Brief: Please reproduce the items word for word, starting at their very first line and ending at the line that contains "top-left (467, 179), bottom-right (497, 215)", with both of those lines included.

═════ Dataset records

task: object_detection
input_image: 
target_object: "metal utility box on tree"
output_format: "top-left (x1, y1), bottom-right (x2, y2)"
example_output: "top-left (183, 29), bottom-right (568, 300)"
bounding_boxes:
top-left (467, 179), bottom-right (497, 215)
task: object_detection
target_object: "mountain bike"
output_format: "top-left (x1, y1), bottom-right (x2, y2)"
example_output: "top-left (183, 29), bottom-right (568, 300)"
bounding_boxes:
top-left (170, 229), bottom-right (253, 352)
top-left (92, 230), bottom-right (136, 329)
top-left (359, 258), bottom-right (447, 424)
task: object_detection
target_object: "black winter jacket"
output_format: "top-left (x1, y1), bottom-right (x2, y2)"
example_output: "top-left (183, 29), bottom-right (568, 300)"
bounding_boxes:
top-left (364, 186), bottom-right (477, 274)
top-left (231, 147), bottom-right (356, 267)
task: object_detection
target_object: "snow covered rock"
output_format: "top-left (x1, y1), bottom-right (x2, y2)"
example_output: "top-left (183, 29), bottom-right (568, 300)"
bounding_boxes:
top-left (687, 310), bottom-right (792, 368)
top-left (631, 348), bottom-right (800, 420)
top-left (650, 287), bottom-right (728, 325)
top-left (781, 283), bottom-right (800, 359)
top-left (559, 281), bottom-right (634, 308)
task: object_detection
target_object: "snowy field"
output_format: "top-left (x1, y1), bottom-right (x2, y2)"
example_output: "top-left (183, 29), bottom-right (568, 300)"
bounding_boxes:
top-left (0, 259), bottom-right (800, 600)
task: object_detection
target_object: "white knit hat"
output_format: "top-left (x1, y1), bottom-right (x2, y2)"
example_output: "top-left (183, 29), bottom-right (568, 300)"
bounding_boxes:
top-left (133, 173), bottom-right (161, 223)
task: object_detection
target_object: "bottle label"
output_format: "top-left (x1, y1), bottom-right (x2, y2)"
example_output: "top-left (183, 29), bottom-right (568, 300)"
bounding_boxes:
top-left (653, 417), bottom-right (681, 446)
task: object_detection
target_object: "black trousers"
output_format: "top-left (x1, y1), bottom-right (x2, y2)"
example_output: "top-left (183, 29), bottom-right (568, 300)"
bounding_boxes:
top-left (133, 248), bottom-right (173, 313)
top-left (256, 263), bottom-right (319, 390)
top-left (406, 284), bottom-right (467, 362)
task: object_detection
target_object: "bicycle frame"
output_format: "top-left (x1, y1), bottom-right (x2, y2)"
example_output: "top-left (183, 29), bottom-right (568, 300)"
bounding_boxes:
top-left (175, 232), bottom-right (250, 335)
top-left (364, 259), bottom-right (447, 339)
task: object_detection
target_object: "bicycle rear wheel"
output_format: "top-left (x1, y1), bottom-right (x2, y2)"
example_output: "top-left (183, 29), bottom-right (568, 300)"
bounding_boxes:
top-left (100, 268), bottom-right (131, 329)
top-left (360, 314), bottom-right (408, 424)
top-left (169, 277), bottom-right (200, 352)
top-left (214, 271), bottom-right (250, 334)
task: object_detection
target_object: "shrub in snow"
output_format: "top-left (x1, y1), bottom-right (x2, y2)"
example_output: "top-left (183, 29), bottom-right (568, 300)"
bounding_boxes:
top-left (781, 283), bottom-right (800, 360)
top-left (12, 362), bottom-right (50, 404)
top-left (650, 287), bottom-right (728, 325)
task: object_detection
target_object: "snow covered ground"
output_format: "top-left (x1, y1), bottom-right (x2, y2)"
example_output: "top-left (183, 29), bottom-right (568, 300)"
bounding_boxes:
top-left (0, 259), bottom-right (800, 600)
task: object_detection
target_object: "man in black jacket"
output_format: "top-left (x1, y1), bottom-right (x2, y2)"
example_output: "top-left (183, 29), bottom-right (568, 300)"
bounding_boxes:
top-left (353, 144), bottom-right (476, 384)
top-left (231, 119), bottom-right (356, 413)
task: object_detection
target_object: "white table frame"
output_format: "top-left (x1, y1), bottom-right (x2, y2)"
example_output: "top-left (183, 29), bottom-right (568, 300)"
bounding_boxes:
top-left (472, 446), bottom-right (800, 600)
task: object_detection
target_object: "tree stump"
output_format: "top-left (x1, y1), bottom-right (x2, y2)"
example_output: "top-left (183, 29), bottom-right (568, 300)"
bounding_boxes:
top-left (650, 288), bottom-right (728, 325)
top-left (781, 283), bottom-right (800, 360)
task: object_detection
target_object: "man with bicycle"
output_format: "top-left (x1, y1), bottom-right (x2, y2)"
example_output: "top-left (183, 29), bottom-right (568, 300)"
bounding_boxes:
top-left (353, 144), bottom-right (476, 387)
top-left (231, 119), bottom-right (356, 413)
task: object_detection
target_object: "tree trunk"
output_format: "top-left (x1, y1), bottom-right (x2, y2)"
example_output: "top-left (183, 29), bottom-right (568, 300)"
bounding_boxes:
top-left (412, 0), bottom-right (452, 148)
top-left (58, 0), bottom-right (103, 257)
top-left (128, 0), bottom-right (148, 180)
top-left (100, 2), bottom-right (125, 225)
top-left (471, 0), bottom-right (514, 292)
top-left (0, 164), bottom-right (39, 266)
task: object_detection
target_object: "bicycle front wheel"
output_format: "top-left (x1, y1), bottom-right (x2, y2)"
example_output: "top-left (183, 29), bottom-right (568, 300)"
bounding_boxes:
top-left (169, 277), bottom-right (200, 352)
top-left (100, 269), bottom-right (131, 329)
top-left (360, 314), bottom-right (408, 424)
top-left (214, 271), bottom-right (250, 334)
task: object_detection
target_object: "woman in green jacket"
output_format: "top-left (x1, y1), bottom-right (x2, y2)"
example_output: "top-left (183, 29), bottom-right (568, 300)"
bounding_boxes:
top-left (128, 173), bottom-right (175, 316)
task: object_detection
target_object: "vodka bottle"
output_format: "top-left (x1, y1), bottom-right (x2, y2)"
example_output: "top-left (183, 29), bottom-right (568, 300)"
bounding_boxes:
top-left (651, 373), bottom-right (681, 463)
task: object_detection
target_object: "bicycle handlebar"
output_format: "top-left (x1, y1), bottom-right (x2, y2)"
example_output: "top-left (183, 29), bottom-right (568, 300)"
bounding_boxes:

══════════

Result:
task: object_detection
input_image: 
target_object: "metal utility box on tree"
output_format: "top-left (x1, y1), bottom-right (x2, y2)"
example_output: "top-left (183, 29), bottom-right (568, 300)"
bounding_boxes:
top-left (467, 179), bottom-right (497, 215)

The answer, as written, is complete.